(Exercise)
Give back the entries that follow exactly as written. Any picture gets left out.

=== Dataset records ===

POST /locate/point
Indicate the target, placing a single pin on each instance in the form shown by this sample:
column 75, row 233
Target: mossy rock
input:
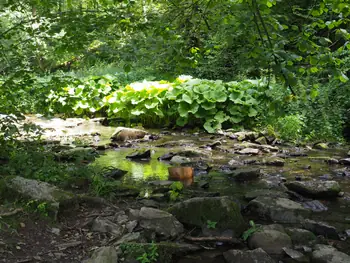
column 197, row 211
column 167, row 251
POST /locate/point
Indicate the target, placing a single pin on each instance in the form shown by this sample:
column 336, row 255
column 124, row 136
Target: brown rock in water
column 183, row 174
column 123, row 134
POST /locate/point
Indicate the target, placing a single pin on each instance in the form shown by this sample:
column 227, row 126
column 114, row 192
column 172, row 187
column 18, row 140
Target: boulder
column 271, row 241
column 264, row 192
column 251, row 151
column 279, row 210
column 36, row 190
column 315, row 188
column 103, row 225
column 273, row 161
column 345, row 161
column 177, row 159
column 103, row 255
column 328, row 254
column 295, row 255
column 261, row 140
column 166, row 250
column 140, row 155
column 123, row 134
column 161, row 222
column 245, row 174
column 244, row 136
column 250, row 256
column 321, row 146
column 79, row 153
column 321, row 228
column 301, row 237
column 196, row 211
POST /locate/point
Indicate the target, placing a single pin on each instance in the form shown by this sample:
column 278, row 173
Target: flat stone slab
column 279, row 210
column 197, row 211
column 250, row 256
column 315, row 188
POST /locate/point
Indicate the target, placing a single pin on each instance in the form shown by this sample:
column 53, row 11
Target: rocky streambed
column 249, row 199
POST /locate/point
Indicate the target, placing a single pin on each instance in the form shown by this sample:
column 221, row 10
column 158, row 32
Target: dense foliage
column 78, row 57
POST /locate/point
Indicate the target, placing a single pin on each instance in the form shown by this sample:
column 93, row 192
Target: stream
column 223, row 155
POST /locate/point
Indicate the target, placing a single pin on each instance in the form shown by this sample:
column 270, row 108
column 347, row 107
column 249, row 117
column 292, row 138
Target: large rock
column 328, row 254
column 279, row 210
column 36, row 190
column 103, row 225
column 250, row 256
column 251, row 151
column 242, row 175
column 321, row 228
column 271, row 241
column 321, row 146
column 301, row 237
column 161, row 222
column 198, row 210
column 273, row 161
column 103, row 255
column 315, row 188
column 79, row 153
column 123, row 134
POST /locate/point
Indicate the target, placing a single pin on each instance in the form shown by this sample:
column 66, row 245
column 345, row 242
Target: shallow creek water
column 305, row 167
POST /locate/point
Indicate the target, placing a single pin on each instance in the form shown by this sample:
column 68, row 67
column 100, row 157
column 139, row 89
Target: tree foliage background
column 303, row 46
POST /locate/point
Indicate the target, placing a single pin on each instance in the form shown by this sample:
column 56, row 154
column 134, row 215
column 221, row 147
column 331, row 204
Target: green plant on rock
column 38, row 207
column 175, row 190
column 211, row 224
column 290, row 127
column 253, row 228
column 150, row 256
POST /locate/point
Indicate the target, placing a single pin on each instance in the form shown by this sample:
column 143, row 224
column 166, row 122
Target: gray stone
column 328, row 254
column 301, row 237
column 251, row 256
column 251, row 151
column 131, row 225
column 161, row 222
column 198, row 210
column 279, row 210
column 179, row 159
column 104, row 255
column 130, row 237
column 276, row 227
column 37, row 190
column 321, row 146
column 265, row 192
column 78, row 153
column 123, row 134
column 261, row 140
column 273, row 161
column 345, row 161
column 103, row 225
column 242, row 175
column 271, row 241
column 315, row 188
column 296, row 255
column 140, row 155
column 321, row 228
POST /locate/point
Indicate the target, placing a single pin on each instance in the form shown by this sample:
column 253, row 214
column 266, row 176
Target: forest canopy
column 72, row 57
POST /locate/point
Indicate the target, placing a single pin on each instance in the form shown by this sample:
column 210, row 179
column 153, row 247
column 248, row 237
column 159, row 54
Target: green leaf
column 252, row 112
column 343, row 77
column 187, row 98
column 181, row 121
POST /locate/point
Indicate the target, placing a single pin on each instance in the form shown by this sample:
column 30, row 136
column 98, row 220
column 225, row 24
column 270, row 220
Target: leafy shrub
column 290, row 127
column 143, row 100
column 212, row 103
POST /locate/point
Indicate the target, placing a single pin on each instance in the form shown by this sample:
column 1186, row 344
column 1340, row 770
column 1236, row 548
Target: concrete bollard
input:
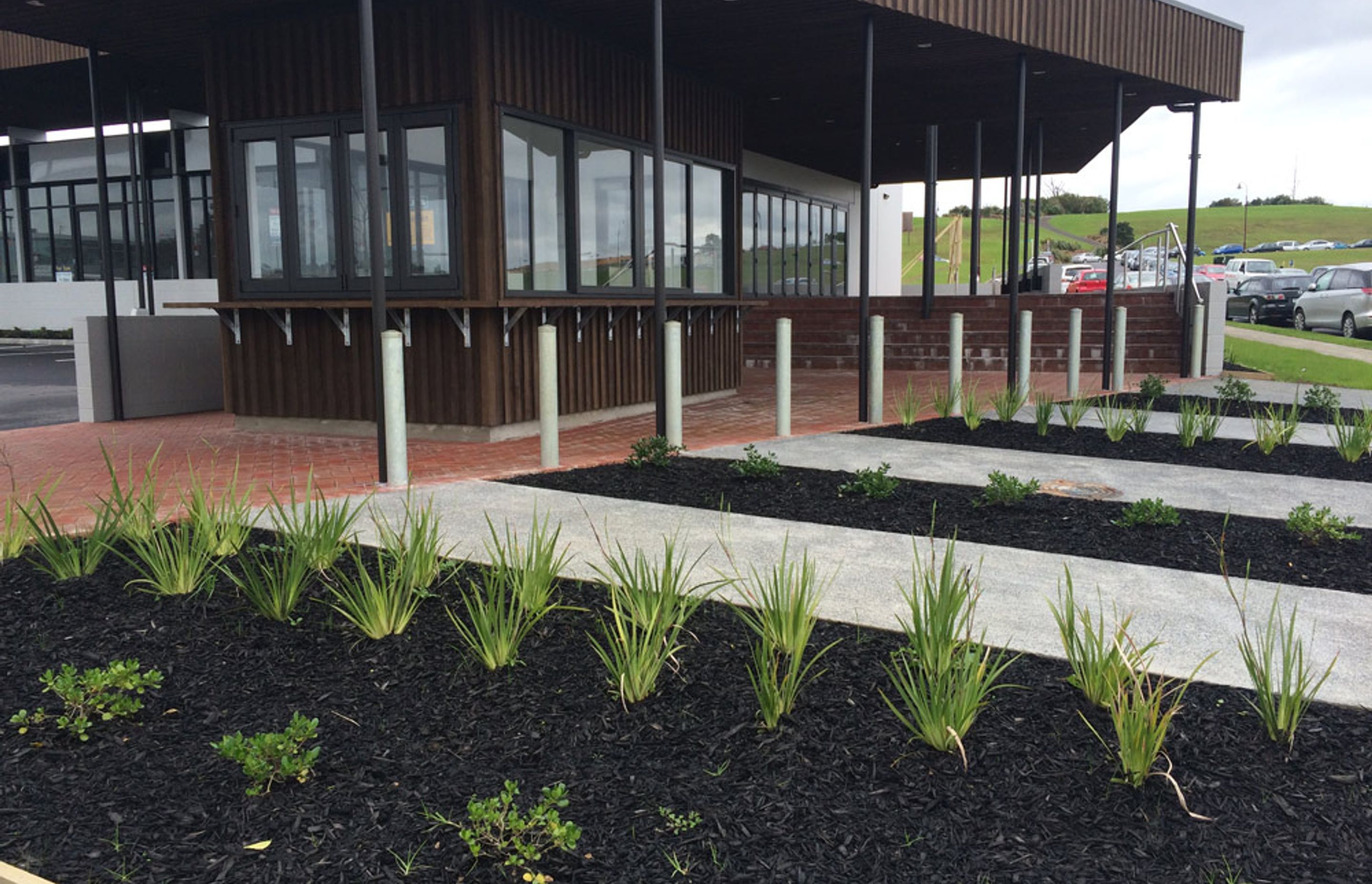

===

(Expected answer)
POST /locate/point
Indicate the target, placing a single pin on each instance in the form shown by this sample:
column 75, row 233
Target: mossy rock
input:
column 197, row 211
column 167, row 251
POST /locate/point
Indicate the target, placing a single pin on each instance in the form shown by this sample:
column 336, row 255
column 124, row 136
Target: brown rock in water
column 183, row 174
column 123, row 134
POST /locate/point
Indicate the target, placing a single pin on each instance in the form shown by this sample:
column 227, row 126
column 114, row 192
column 172, row 187
column 18, row 140
Target: boulder
column 271, row 241
column 264, row 192
column 251, row 151
column 279, row 210
column 36, row 190
column 315, row 188
column 103, row 225
column 273, row 161
column 345, row 161
column 177, row 159
column 103, row 255
column 328, row 254
column 295, row 255
column 261, row 140
column 166, row 250
column 140, row 155
column 123, row 134
column 161, row 222
column 245, row 174
column 244, row 136
column 250, row 256
column 321, row 146
column 79, row 153
column 321, row 228
column 301, row 237
column 196, row 211
POST /locate/point
Indicate the target, placing a single pin on each instance in the form shown by this sample:
column 278, row 173
Target: flat stone slab
column 279, row 210
column 197, row 211
column 250, row 256
column 315, row 188
POST /locate/point
Indicate the target, placing a single pin on each instance in the form shown by this sample:
column 53, row 11
Target: rocky streambed
column 249, row 199
POST /locate/point
Indicate the target, placing a single pin on each instance in the form shown by this sample:
column 221, row 10
column 158, row 32
Target: dense foliage
column 78, row 57
POST /locate/point
Indicate the target, placing a single pin on each instance in the form shown by this sample:
column 93, row 192
Target: stream
column 223, row 155
POST /locate/point
Indicate the target, placing a single pin on each instance in the form shown by this sample:
column 270, row 108
column 347, row 107
column 249, row 117
column 292, row 138
Target: large rock
column 328, row 254
column 279, row 210
column 36, row 190
column 103, row 225
column 250, row 256
column 251, row 151
column 242, row 175
column 321, row 228
column 271, row 241
column 321, row 146
column 301, row 237
column 161, row 222
column 198, row 210
column 273, row 161
column 103, row 255
column 315, row 188
column 79, row 153
column 123, row 134
POST /locate/point
Indicate the target, placing a single pin on each instance in the form shown by this sample:
column 66, row 245
column 345, row 242
Target: shallow creek water
column 305, row 167
POST /locate/point
Indicate the target, placing a single pin on each instance in the form shown by this sample:
column 68, row 67
column 100, row 157
column 139, row 89
Target: tree foliage background
column 303, row 46
POST /locate/point
Indicate the target, placing a single pin on each instance in the form shown by this sample:
column 56, row 154
column 134, row 215
column 221, row 147
column 331, row 204
Target: green plant on rock
column 38, row 207
column 175, row 190
column 211, row 224
column 290, row 127
column 253, row 228
column 150, row 256
POST /locate/point
Indicate the target, placing a single pin on each instance in the form shown by this sample:
column 143, row 224
column 166, row 122
Target: gray stone
column 328, row 254
column 301, row 237
column 251, row 256
column 251, row 151
column 131, row 225
column 161, row 222
column 198, row 210
column 279, row 210
column 179, row 159
column 104, row 255
column 130, row 237
column 276, row 227
column 37, row 190
column 321, row 146
column 265, row 192
column 78, row 153
column 123, row 134
column 261, row 140
column 273, row 161
column 345, row 161
column 103, row 225
column 242, row 175
column 271, row 241
column 315, row 188
column 296, row 255
column 140, row 155
column 321, row 228
POST /locate/point
Indicate the target, placing a single pin on each instance in the form shown by this sample:
column 253, row 214
column 266, row 176
Target: forest canopy
column 72, row 57
POST /locate/point
Indicate the target, placing a single pin on each instance in the form shown by this sample:
column 210, row 179
column 153, row 247
column 248, row 237
column 159, row 54
Target: green leaf
column 252, row 112
column 343, row 77
column 187, row 98
column 181, row 121
POST /locate/point
Indicate the target, placing a single pin on each instance in the form shown by this sample:
column 30, row 136
column 98, row 220
column 225, row 24
column 270, row 220
Target: leafy shrub
column 290, row 127
column 143, row 100
column 212, row 103
POST /locate/point
Indicate the target, placing a single pin on each instance in the form shown by this sample:
column 1186, row 344
column 1340, row 770
column 1236, row 548
Target: concrete bollard
input:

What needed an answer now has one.